'''

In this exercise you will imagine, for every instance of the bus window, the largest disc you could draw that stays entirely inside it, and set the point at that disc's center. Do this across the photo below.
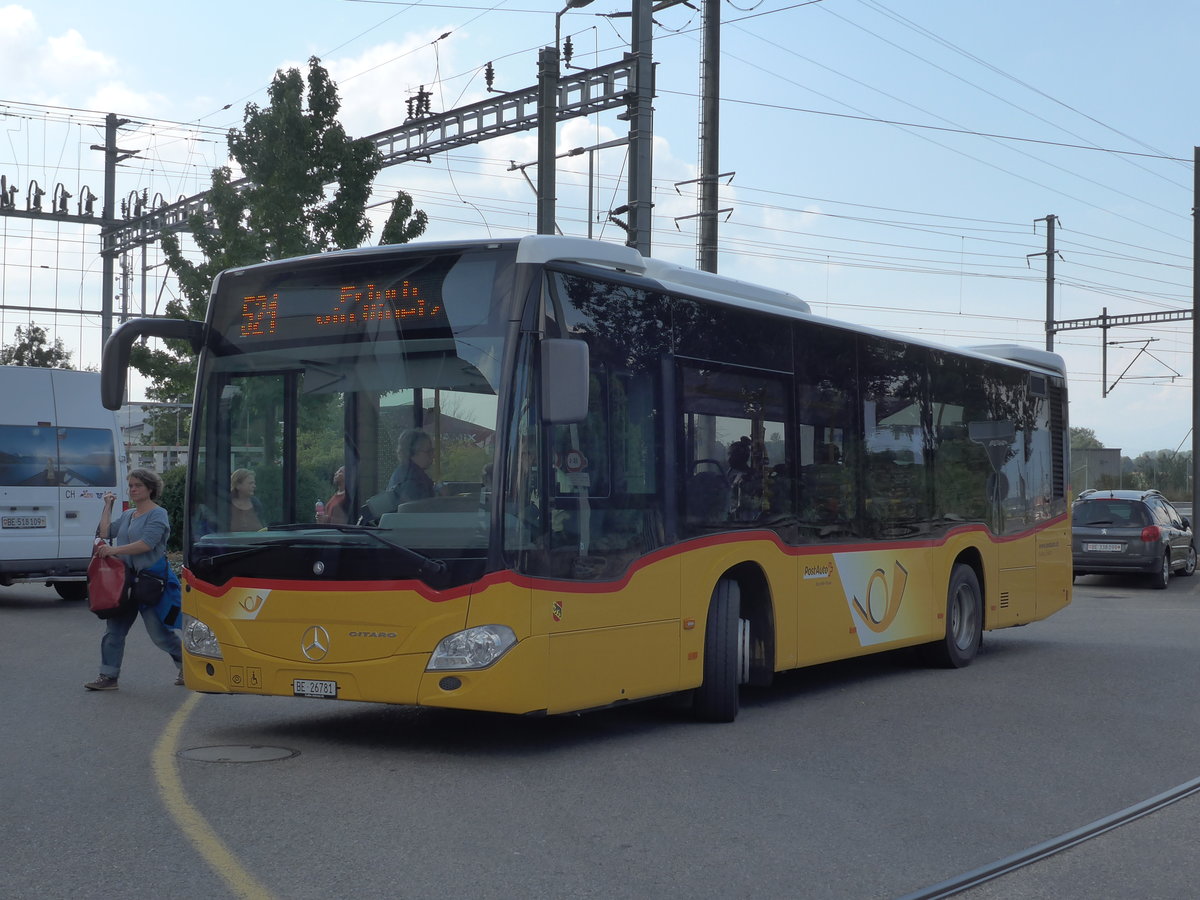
(735, 421)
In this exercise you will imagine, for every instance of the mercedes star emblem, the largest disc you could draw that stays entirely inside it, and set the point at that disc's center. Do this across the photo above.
(315, 643)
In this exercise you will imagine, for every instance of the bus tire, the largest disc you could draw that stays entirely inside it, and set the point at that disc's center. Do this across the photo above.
(717, 699)
(964, 622)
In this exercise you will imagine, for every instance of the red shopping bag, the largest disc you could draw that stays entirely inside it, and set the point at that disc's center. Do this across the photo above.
(108, 591)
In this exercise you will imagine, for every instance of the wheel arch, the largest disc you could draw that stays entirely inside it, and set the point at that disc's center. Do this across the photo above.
(757, 607)
(972, 558)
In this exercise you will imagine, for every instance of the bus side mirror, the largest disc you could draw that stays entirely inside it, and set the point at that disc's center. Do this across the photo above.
(564, 381)
(115, 360)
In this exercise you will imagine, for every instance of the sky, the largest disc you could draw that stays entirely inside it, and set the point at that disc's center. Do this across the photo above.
(893, 163)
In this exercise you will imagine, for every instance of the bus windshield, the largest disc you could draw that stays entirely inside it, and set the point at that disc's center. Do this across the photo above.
(348, 411)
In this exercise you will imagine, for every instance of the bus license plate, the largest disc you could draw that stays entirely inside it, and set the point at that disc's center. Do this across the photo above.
(23, 522)
(306, 688)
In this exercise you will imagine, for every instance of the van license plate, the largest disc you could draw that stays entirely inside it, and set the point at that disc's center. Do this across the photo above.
(23, 522)
(306, 688)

'''

* _TASK TO CARRY OUT_: Begin at the line containing "bus tire, the" and reproduce each line through the end of the records above.

* _RESPONSE TO THIS EXERCISE_:
In this exercise you will imagine, for every instance of the bus tire, the largest disc you could draw that stays entirely inside it, and set the point at that disc's center. Do this across the photo above.
(717, 699)
(964, 622)
In this exercise you will imagine, for every instance of the red shopping bag, the largest disc you could draw that stays entirely inside it, and set the point at that disc's center. Do this across the photo above.
(108, 591)
In this exercise you will imagine, for every instance of the wheel arch, the largest disc you could draw that stays entirely inside it, and set the point at that disc's center. Do this across the photo above.
(757, 607)
(972, 558)
In this exercise you will imagine, for every instance of the bus side mirror, the largest disc you could draw that stays entirely inside it, and set the point at that disc's center. Do this across the photo above.
(564, 381)
(115, 360)
In this exercise you will imagine, for every instance of the sky, the largest disc you could draw that stays entirely inside it, and set the point at that disc's center. Do this across the photo above.
(893, 163)
In this exercise you will imagine, for every instance of the bus windshield, the largest disc you could draw that stays entirely inside it, and set the point at that disc's center. Do this across the photo above.
(348, 411)
In this exercise you will imagine, for every instance of the bus license plate, the largest disc you could draw that stays entirely inside it, and set the point at that disc's center. Do this across the photo above.
(23, 522)
(306, 688)
In this exercise you will imagine, for every instance of the van license plate, the largest disc you could draw that stays entirely inside it, and set the point at that disc's center. Do this across the photo above.
(23, 522)
(306, 688)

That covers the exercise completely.